§ Passage provided:
--- START ---

New Sanctions on North Korea
Following the February 7, 2016 missile launch by North Korea, additional sanctions have been imposed by the US Government. The new sanctions impose a complete ban on all exports of goods and services to North Korea. The new sanctions read in part:
Sec. 3. (a) The following are prohibited:
(i) the exportation or re-exportation, direct or indirect, from the United States, or by a United States person, wherever located, of any goods, services, or technology to North Korea;
The new sanctions don’t add significantly to the restrictions that were already in place. Under the prior restrictions, the U.S. Commerce Department would allow food and medicine exports to North Korea, and exports of all other items (other than luxury items) on a case-by-case basis. And, although the new sanctions state a complete ban on all exports to North Korea, the Office of Foreign Assets Control (OFAC) issued nine new general licenses which authorize mail and telecommunications services to North Korea. In addition, the usual exceptions on exports of emergency medical services, legal services, intellectual property services, and personal financial remittances remain. So much for a complete ban on the export of goods and services to North Korea.
Gun Laundering Takes a New Turn
Richmond Attah, of Charlotte, North Carolina, was indicted on February 18, 2016 for attempting to export 27 handguns and 3500 rounds of ammunition without a required export license. The illicit cargo was hidden in a washing machine, a clothes dryer and a barrel. Destined to Ghana, the firearms and ammunition were discovered by U.S. Customs officials in Savannah, Georgia.

--- END ---

§ Point localization data:
--- START ---

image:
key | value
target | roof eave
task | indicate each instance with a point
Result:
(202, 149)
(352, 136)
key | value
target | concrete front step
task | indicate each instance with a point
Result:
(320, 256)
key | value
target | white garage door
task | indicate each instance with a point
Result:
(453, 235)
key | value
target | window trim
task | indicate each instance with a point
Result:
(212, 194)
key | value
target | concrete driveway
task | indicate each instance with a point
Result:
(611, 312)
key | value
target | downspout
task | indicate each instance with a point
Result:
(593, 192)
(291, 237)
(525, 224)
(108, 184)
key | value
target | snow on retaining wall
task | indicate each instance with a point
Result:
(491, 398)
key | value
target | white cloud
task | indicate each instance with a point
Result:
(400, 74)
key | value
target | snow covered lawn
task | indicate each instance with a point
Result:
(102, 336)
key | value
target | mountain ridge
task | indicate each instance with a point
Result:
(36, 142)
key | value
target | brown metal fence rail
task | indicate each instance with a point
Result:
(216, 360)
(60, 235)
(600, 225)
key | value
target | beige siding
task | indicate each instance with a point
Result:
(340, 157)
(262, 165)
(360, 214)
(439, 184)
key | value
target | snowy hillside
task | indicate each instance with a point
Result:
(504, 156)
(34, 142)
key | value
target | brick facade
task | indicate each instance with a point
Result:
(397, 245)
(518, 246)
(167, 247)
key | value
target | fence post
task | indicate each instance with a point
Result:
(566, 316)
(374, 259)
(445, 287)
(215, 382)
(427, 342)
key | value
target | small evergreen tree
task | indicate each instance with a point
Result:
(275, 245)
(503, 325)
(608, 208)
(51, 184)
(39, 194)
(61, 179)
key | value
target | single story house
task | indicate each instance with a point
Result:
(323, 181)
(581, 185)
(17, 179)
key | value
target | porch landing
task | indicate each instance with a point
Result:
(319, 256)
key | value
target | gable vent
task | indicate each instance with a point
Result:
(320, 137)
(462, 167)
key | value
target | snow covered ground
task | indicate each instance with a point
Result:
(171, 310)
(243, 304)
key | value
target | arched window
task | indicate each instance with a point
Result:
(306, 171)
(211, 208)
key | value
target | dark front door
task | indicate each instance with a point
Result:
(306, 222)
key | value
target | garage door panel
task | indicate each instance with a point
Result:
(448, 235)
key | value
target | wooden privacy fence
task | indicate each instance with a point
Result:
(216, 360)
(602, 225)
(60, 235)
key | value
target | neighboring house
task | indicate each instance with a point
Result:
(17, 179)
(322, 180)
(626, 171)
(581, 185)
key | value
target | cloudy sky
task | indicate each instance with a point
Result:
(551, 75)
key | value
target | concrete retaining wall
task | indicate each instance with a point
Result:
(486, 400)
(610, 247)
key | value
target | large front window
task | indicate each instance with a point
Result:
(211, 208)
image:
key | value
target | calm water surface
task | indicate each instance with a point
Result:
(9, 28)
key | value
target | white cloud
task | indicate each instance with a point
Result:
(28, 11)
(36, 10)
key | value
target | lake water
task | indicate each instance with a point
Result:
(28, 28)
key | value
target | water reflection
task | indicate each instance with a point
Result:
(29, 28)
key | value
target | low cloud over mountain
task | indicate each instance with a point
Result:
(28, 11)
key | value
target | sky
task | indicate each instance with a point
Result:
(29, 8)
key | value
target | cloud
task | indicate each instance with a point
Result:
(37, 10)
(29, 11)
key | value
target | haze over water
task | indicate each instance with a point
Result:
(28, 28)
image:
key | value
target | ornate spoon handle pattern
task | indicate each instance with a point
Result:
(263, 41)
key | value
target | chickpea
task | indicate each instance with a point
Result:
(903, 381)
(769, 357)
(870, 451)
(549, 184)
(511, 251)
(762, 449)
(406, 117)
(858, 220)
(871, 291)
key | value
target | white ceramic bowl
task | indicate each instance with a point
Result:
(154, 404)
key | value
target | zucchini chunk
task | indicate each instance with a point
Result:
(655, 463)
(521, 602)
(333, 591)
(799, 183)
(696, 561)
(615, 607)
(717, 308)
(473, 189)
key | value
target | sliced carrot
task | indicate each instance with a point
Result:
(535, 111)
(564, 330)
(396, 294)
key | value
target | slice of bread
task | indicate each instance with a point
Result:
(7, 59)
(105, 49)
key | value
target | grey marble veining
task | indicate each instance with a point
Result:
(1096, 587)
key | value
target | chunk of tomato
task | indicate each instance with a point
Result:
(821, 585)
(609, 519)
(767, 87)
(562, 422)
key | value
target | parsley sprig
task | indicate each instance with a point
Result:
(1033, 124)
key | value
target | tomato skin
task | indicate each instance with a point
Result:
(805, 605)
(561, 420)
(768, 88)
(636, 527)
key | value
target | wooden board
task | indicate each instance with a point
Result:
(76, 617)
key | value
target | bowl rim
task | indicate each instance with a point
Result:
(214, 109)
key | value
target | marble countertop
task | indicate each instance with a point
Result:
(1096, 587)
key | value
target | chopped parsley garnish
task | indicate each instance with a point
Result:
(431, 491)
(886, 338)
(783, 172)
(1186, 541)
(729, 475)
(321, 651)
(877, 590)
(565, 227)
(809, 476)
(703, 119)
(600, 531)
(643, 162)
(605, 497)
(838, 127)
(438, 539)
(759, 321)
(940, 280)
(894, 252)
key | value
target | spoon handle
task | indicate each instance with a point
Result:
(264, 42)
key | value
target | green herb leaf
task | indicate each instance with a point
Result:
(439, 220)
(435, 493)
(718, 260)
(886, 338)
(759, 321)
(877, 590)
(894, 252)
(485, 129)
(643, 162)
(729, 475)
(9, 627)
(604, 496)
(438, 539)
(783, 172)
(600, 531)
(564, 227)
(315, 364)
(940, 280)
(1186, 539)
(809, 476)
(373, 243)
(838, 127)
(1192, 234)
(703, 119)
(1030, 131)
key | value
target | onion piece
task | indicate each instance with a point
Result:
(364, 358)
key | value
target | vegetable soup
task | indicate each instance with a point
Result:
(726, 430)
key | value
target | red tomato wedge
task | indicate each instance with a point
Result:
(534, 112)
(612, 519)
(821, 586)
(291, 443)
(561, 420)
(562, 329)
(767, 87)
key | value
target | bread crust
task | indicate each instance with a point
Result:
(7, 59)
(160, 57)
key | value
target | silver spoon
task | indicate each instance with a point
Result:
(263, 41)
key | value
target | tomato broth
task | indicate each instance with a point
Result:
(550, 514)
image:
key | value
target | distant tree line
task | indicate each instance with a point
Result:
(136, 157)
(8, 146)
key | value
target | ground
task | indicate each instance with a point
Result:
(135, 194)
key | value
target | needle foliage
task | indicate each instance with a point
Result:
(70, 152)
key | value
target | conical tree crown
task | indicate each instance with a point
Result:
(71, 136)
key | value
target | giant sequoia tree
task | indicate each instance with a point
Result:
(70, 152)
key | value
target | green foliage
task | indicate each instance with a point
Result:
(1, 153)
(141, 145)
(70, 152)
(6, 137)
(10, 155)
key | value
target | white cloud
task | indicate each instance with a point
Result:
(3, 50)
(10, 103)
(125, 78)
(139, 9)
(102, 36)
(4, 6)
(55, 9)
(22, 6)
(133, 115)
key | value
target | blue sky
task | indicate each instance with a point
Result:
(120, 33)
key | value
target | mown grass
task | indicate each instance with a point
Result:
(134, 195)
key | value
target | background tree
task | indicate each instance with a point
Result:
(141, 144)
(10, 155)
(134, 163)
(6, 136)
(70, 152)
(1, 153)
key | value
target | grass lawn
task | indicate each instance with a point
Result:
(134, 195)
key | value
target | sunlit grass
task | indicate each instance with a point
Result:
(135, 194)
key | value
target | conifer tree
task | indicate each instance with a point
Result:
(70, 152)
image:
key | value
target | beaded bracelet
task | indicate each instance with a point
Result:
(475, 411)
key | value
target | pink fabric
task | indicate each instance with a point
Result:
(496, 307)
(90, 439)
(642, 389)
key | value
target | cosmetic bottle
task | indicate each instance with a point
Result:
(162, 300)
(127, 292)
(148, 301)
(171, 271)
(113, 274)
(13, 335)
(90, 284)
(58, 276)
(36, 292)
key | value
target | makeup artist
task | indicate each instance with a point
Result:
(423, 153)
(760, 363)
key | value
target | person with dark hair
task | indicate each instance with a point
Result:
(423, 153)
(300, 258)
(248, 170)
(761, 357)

--- END ---

§ What to work on:
• a. In the passage on North Korea sanctions and a gun-smuggling case, what items was the illicit cargo hidden in?
• b. Write the next part of the passage on North Korea sanctions and a gun-smuggling case, starting after its last sentence.
The data has no role in this work.

§ Answers for each item:
• a. A washing machine, a clothes dryer and a barrel.

• b.
A criminal conviction requires proof that the defendant knew that he or she was violating the law in connection with the unlicensed export. Given that the 27 handguns were put into a washer and dryer bound for Ghana may make it difficult to argue that the defendant was ignorant of the law.
Travelling to Cuba?
Planning a trip to Cuba? Recent announcements from the US Government make it appear that travel to and from Cuba is now unrestricted, but this guidance is not accurate. The Office of Foreign Assets Control (OFAC) has expanded general licenses for U.S. citizens to visit the Caribbean country without a sponsoring organization. Travel to Cuba is allowed under a “people-to-people” general license, as long as the travel includes a “full-time schedule of educational exchange activities that will result in meaningful interaction between the traveler and individuals in Cuba.” Drinking mojitos and lounging on the beach do not qualify as an ‘education exchange activity.” More importantly, under the rules for the people-to-people license, the individual traveler will need to “retain records sufficient to demonstrate” a “full-time schedule of activities” that result in a meaningful interaction with Cubans. Failure to retain adequate records could result in potential civil fines and although unlikely, potential criminal charges.